Permitting Process l ACP

Permitting Process

Before receiving approval from the Federal Energy Regulatory Commission in late 2017, the Atlantic Coast Pipeline was thoroughly reviewed by more than a dozen state and federal agencies for more than three years.

The Federal Energy Regulatory Commission (FERC) is the lead federal agency responsible for overseeing the environmental review and approval process for the Atlantic Coast Pipeline.

In coordination with more than a dozen other local, state and federal agencies, FERC thoroughly reviewed the project for more than three years to ensure protection of the environment, landowners and public safety. Throughout this lengthy process, FERC and other agencies carefully analyzed all potential impacts to the region’s land, air, water, cultural and historic resources and wildlife. To evaluate these impacts, FERC reviewed more than 100,000 pages of regulatory reports and more than 75,000 public comments. The ACP project team also worked closely with landowners and communities throughout the process, adjusting the route more than 300 times to avoid environmentally-sensitive areas and minimize impacts on individual properties.

After this exhaustive review process, FERC approved the project in late 2017, concluding that it will serve a vital public need and will be built with minimal impacts to the environment. The project continues to work with the appropriate federal and state agencies to receive the necessary approvals to begin construction this summer and be in-service for customers by early 2022.

Environmental Review Process

Environmental Review Process graphic
  • The Applicant (Atlantic Coast Pipeline, LLC or Atlantic) assesses the market need and project feasibility. Atlantic project team studies potential project sites and routes, identifies stakeholders and requests that FERC activate the Pre-Filing Process.
  • FERC receives the Applicant’s request, formally approves the Pre-Filing Process, issues a docket number to the ACP, and begins project review.
__________
- _Work to do_:
1. In the permitting text, how many times was the pipeline route adjusted?
2. Repeat the permitting text word for word from "Environmental Review Process graphic" to "the Pre-Filing Process.".
3. Name everything the permitting text says FERC's review of the project was meant to protect.
The rows below the permitting text were drawn from a separate source.
__________
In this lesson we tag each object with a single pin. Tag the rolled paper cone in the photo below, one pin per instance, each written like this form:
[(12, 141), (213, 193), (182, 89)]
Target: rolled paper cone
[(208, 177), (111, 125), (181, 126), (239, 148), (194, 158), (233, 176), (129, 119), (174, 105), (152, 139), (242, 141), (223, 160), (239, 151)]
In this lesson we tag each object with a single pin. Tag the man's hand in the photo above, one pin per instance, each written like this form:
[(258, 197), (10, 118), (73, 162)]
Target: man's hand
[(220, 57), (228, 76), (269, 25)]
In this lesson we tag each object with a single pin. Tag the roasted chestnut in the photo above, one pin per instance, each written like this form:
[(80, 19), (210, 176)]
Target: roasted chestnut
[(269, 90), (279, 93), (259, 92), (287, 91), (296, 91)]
__________
- _Correct answers_:
1. More than 300 times.

2.
Environmental Review Process graphic
  • The Applicant (Atlantic Coast Pipeline, LLC or Atlantic) assesses the market need and project feasibility. Atlantic project team studies potential project sites and routes, identifies stakeholders and requests that FERC activate the Pre-Filing Process.

3. The environment, landowners, and public safety.